• TASK INSTRUCTIONS:
Rewrite the rows as a JSON list of strings. Start at the line that contains "Target: calm water background" and go through the last line of the rows, with both ends included. Use one string per line, skip blank lines, and leave the pictures out.

• DATA PROVIDED:
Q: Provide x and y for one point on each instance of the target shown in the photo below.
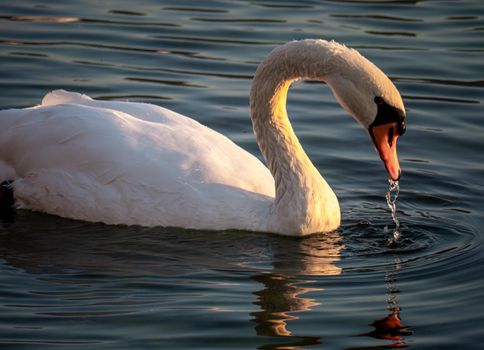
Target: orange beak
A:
(385, 140)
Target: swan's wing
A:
(95, 163)
(143, 111)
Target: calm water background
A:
(67, 284)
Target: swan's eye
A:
(390, 136)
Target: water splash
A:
(392, 204)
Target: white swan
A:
(140, 164)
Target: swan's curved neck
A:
(304, 201)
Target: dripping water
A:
(392, 204)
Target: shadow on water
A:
(288, 271)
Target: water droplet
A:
(392, 204)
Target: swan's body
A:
(135, 163)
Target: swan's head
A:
(371, 98)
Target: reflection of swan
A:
(391, 327)
(134, 163)
(283, 294)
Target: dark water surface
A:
(67, 284)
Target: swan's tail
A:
(7, 211)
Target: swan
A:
(141, 164)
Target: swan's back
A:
(130, 163)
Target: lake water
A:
(67, 284)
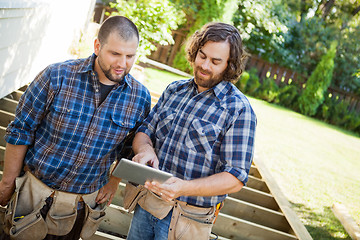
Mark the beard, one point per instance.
(208, 81)
(107, 72)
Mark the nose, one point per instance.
(121, 61)
(206, 64)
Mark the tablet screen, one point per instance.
(139, 173)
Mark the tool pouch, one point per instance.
(23, 218)
(132, 195)
(155, 205)
(188, 221)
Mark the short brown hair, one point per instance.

• SOLUTION FOR THIS TASK:
[
  "Target: calm water background",
  "A:",
  "(67, 284)",
  "Target: swan's eye",
  "A:",
  "(390, 136)",
  "Target: water splash",
  "A:",
  "(392, 204)",
  "Target: white swan",
  "A:",
  "(140, 164)",
  "Target: swan's curved neck",
  "A:",
  "(304, 201)",
  "Target: dripping water",
  "A:",
  "(392, 204)",
  "Target: shadow on water",
  "A:",
  "(288, 271)",
  "Target: water droplet",
  "A:",
  "(392, 204)",
  "Target: swan's body",
  "A:",
  "(135, 163)",
  "Target: swan's head",
  "A:",
  "(371, 98)",
  "Target: reflection of swan",
  "A:",
  "(391, 327)",
  "(134, 163)",
  "(283, 294)",
  "Target: dark water surface",
  "A:",
  "(67, 284)",
  "Target: swan's tail",
  "A:",
  "(7, 211)",
  "Target: swan",
  "A:",
  "(141, 164)",
  "Target: swan's back",
  "A:",
  "(130, 163)",
  "Target: lake water",
  "A:",
  "(67, 284)",
  "Mark the beard, one point per instance.",
  "(208, 81)",
  "(107, 72)",
  "Mark the nose, one point per instance.",
  "(121, 61)",
  "(206, 64)",
  "Mark the tablet screen, one point per instance.",
  "(139, 173)",
  "Mark the tool pouch, one point per instance.",
  "(23, 218)",
  "(132, 195)",
  "(155, 205)",
  "(188, 221)",
  "Mark the short brown hair, one point per instance."
]